**ОТРЫВОК ТЕКСТА**:
Все это произошло стихийно, никто ни о чем не сговаривался. Все были возбуждены, и понимали, что так это не пройдет. Но прошло. Правда, вскоре пришли и вызвали по фамилии Мельника. У нас их было двое: герой происшествия — маленького роста западник, говоривший вместо «карцер» — «канцер», и другой, тоже украинец, долговязый парень. На вызов пошел долговязый. Надзиратель его не признал. Да к тому же он номер со спины записал неправильно — некоторые из них были не шибко грамотны. Дело замялось — надзиратели показали себя большими шляпами. Рассказывали, что когда толпа режимников ворвалась в зону и освободила своего, некоторые придурки стали разбегаться.
Вообще, малограмотность надзирателей была не редкостью. Был у нас такой случай, когда в режимку пришел надзиратель с бумажкой и стал вызывать по фамилиям, но споткнулся на первой. Наконец разобравшись, позвал: «Сульфидинин» (надо вспомнить, что препарат сульфидин был тогда популярным средством от гонореи). Такой фамилии у нас не было. Подошедший Иван Волгачев увидел, что там написано «Софидиани», но промолчал, и надзиратель ушел ни с чем. Кстати, этот Софидиани попал в лагерь в группе студентов Тбилисского университета. Остроумный Борис Ольпинский так охарактеризовал его суть: греко-немецкий грузин еврейского толка и турецкой ориентации (мать Левы Софидиани была немкой). Надо сказать, что у Левы иногда возникали странные планы. Например, когда в ларьке почему-то появился горчичный порошок. Лева купил его чуть не килограмм делать горчицу и продавать любителям. Любители были, но горчицу не покупали.

**ИСХОДНЫЕ ДАННЫЕ**:
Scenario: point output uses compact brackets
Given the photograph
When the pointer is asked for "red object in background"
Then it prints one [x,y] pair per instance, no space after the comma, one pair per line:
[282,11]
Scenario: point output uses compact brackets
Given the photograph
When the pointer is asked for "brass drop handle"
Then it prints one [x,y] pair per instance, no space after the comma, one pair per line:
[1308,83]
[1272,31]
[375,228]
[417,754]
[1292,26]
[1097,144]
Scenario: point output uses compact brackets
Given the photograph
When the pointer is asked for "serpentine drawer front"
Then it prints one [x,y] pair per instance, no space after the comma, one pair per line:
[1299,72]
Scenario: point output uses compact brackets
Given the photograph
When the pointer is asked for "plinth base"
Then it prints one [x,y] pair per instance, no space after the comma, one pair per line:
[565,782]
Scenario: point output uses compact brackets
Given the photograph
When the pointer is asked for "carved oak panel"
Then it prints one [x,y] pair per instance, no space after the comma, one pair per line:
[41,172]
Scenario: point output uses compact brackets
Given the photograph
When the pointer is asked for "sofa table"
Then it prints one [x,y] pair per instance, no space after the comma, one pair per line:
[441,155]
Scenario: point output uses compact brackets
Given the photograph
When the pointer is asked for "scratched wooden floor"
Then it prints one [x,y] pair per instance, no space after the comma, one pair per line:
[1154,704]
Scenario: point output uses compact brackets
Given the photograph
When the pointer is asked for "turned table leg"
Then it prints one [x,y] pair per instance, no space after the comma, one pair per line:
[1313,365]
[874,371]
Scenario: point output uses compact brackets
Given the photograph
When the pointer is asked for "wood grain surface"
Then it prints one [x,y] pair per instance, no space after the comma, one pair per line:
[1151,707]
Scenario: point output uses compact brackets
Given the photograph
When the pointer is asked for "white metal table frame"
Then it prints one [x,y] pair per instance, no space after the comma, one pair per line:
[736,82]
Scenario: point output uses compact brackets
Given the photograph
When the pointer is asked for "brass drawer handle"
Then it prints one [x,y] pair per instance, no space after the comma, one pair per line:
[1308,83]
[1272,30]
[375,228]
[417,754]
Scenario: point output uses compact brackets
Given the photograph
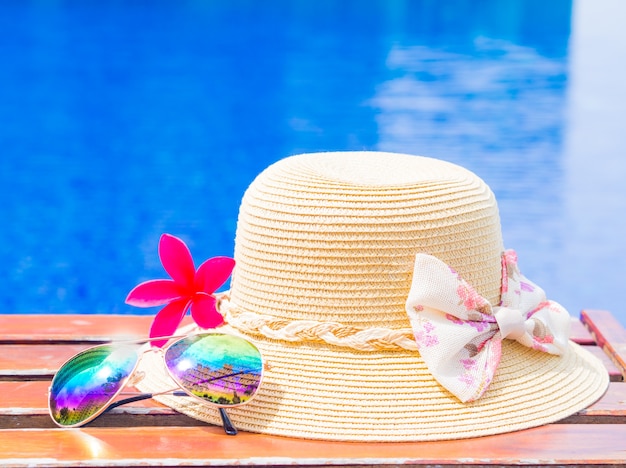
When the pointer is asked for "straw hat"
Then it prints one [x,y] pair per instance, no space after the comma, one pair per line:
[345,262]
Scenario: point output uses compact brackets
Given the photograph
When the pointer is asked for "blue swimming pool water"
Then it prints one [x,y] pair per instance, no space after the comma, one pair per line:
[123,121]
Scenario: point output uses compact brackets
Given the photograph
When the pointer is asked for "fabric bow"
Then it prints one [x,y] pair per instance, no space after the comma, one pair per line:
[459,333]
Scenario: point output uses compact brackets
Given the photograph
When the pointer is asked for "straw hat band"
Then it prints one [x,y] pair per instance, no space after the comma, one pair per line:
[333,333]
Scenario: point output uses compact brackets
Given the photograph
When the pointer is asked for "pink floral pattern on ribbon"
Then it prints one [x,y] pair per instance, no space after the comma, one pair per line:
[459,333]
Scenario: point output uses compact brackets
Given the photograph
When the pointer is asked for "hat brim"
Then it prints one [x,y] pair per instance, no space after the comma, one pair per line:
[316,391]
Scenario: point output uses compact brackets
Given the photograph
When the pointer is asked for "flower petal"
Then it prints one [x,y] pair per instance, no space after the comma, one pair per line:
[168,319]
[154,292]
[204,312]
[213,273]
[176,259]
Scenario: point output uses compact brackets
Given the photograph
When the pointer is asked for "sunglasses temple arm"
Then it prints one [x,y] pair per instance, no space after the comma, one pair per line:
[229,427]
[143,396]
[140,397]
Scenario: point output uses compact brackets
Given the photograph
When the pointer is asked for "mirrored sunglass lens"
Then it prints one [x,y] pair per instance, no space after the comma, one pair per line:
[88,381]
[222,369]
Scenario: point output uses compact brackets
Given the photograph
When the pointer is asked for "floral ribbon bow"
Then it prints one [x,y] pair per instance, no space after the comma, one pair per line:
[459,333]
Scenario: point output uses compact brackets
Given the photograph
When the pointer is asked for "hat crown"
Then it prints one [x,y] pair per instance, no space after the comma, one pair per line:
[333,236]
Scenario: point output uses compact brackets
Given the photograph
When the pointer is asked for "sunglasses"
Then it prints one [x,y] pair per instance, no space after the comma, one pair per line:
[215,368]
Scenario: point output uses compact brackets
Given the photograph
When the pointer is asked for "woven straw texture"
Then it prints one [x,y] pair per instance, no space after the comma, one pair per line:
[325,246]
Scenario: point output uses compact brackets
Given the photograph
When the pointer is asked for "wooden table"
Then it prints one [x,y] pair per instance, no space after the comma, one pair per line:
[149,434]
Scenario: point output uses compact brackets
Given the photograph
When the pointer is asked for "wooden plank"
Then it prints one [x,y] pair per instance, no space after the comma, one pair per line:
[557,444]
[609,334]
[74,328]
[615,374]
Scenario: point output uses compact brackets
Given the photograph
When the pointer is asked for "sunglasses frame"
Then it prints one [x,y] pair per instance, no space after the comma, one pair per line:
[132,378]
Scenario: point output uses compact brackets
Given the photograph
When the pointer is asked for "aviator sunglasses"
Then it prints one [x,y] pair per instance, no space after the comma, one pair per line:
[219,369]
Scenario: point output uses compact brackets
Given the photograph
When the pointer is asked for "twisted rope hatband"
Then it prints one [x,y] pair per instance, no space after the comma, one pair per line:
[370,339]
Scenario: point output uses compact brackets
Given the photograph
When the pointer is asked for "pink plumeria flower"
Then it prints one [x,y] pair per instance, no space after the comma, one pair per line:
[187,288]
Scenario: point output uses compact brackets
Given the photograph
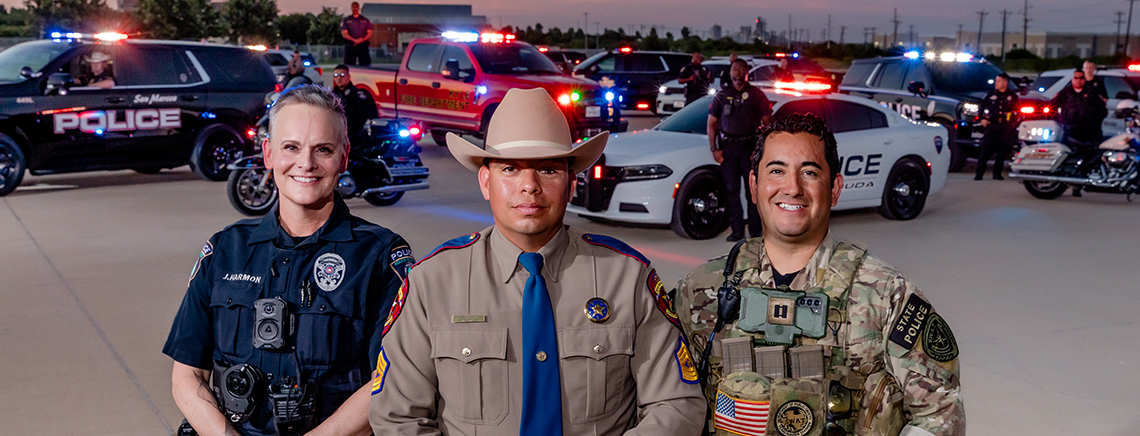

**ВАШИ ЗАДАНИЯ**:
- a) Ответьте по отрывку о лагере:
(i) Кто пошел на вызов, когда вызвали Мельника?
(ii) Какую фамилию прочитал надзиратель вместо «Софидиани»?
(iii) Кем была мать Левы Софидиани?
- b) Каких людей отрывок о лагере называет по фамилии? Перечислите всех.
- c) Продолжите отрывок о лагерных надзирателях и Леве Софидиани, начав сразу после его последней фразы.

**ОТВЕТЫ К ЗАДАНИЯМ**:
- a)
(i) Второй Мельник, долговязый парень, тоже украинец.
(ii) «Сульфидинин».
(iii) Немкой.

- b) Мельник (их было двое), Иван Волгачев, Лева Софидиани, Борис Ольпинский.

- c)
Кончился февраль 1953 года, начинался март. Мы все ходили на тот же карьер. Работы с нас большой не спрашивали, и мы потихоньку ломали камень. Карьер этот лежал на склоне небольшой возвышенности, и с него хорошо был виден весь лагерь, стена которого была от нас метрах в двухстах. Правее вплотную к лагерю примыкала территория дивизиона со зданиями-казармами, клубом, домами семей офицеров. Перед клубом на столбе висел репродуктор, и, если ветер дул в нашу сторону, оттуда бывала слышна музыка радиопередач. С некоторых пор мы стали замечать, что к двум часам дня под этим столбом собираются люди, слушают передачу и потом медленно расходятся. У нас два часа дня, в Москве двенадцать, время передачи последних известий. И так каждый день. Что это? Строились всякие догадки: война? снижение цен? Спрашивали надзирателей — те молчали или отшучивались. От друзей из зоны никаких вестей. Правда, мы особенно и не запрашивали.
Пятого марта после работы мы расположились по камерам отдыхать. Вдруг в кормушку голос надзирателя: «Трубецкой есть?» — «Есть». — «Приготовиться с вещами».
Чудо! Выпускают из режимки, в которой я пробыл с середины декабря 1950 года.
Попрощался с сокамерниками, вышел на лагпункт. Меня невольно удивила его кипучая жизнь после тюремной тиши: сновали работяги, проехала фекалевозка, двигались редкие надзиратели, в окнах бараков огни — уже темнело. Я был выписан на первый лагпункт и, пройдя с надзирателем весь третий, стал стучаться в железные двери, через которые меня проводили в свое время в режимку. Первого, кого я встретил из знакомых, был Миша Кудинов. Он радостно сообщил мне совершенно сногсшибательную весть: «Андрюша, Ус подыхает! Вроде бы уж совсем. Слушай завтра музыку, по ней все ясно будет!»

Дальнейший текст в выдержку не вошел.